#### Yönerge
Kaynak metinde "Elin gavuru bize" sözlerini içeren ifadeyle başlayıp "dürüst sonuç alınamadı." ile biten bölümü, "sonuç" yerine "netice" koyarak değiştirin ve yeniden yazın.

#### Kaynak Metin
════════════════

Türkiye'nin Karadeniz'deki başarısı
Bir ömür boyu hep hasretle kavrulduk. Bizim de birçok ülkeler gibi teknoloji ve enerji kaynaklarımız olur mu diye. Kullandığımız vasıtalar, trenler, uçaklar, gemiler hepsi yabancı menşeli idi. Daha on yıl evveline kadar teknik imkânlarımız son derece kısıtlı ve yetersizdi. Bu yüzden yabancı firmaları davet ederek, bunlara ülkemizin yer altı kaynaklarını çıkarması için izin verilirdi.
Elin gavuru bize
hizmet eder mi, zaten hiç bir zamanda zaten etmedi, dost gibi görünen düşmandan hizmet beklemek
asla mümkün olmadı. Onun için yapılan
çalışmalardan doğru dürüst sonuç alınamadı.
Yabancı firmalar ülkemizde, yer altı kaynaklarını bulmak için güya dağı
taşı taradılar, bir şey bulamadık diye şişkin faturaları boynumuza asıp,
arkalarına bakmadan defolup gittiler. İhanet üstüne hep ihaneti yaşadık ve
halen de yaşamaya devam ediyoruz.

════════════════

Veri kayıtları:
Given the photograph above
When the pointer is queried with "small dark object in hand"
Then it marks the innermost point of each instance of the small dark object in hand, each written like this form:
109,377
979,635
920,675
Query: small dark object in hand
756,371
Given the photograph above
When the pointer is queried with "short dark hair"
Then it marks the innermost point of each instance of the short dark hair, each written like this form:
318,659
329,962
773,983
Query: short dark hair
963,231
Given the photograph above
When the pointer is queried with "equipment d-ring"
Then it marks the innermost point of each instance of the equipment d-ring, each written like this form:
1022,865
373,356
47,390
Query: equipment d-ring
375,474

════════════════

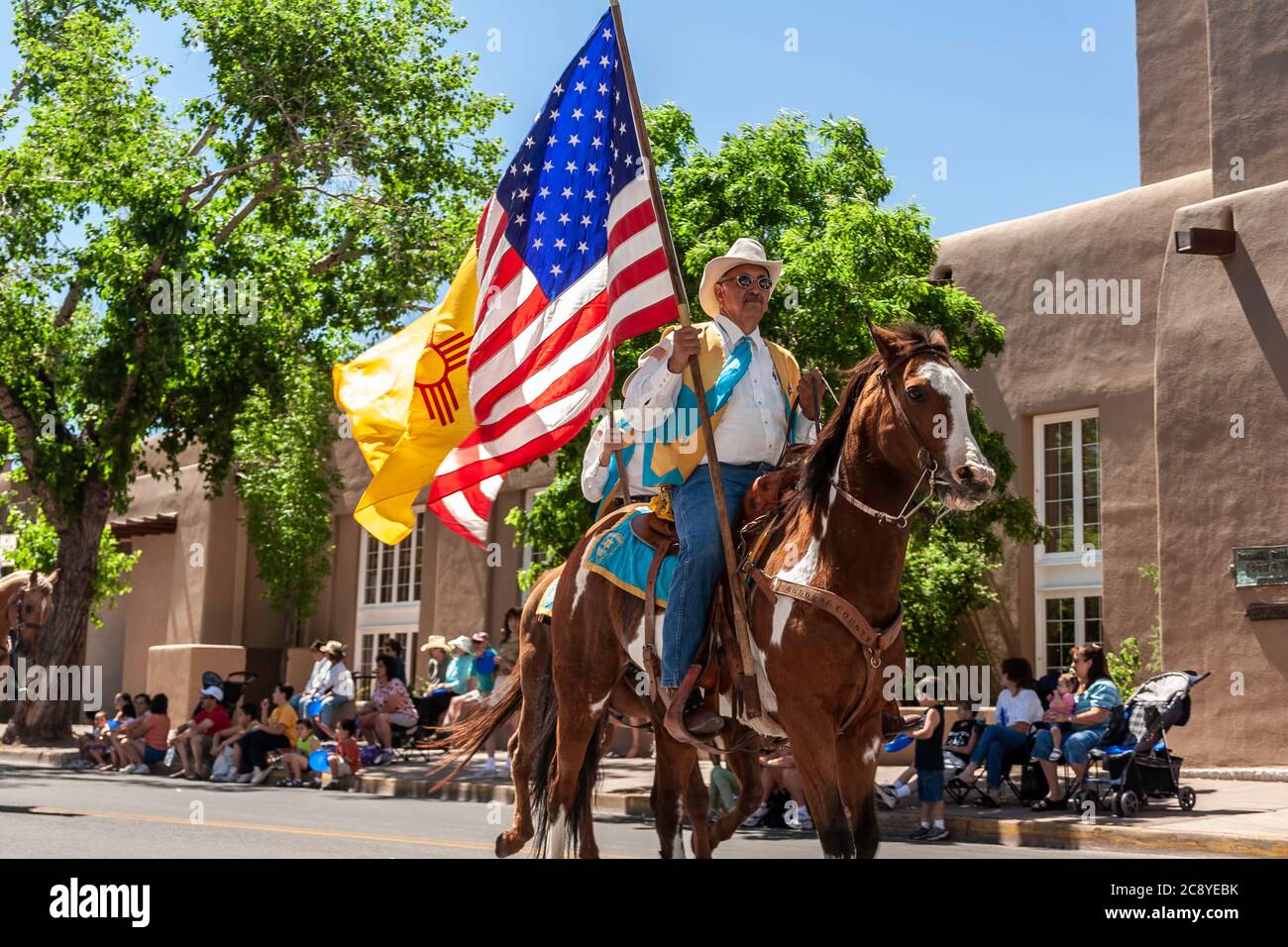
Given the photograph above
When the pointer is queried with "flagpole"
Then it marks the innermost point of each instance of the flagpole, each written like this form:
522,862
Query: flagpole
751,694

════════════════

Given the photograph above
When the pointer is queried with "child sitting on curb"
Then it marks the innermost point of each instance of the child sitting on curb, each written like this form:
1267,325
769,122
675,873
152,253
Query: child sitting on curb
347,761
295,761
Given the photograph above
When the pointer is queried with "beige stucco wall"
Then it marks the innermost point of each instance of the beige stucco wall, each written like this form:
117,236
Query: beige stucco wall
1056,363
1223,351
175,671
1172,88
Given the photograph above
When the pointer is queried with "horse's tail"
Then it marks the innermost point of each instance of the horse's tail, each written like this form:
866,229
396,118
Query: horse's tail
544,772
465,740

════════════════

#### Alıştırmanın Cevabı
Elin gavuru bize
hizmet eder mi, zaten hiç bir zamanda zaten etmedi, dost gibi görünen düşmandan hizmet beklemek
asla mümkün olmadı. Onun için yapılan
çalışmalardan doğru dürüst netice alınamadı.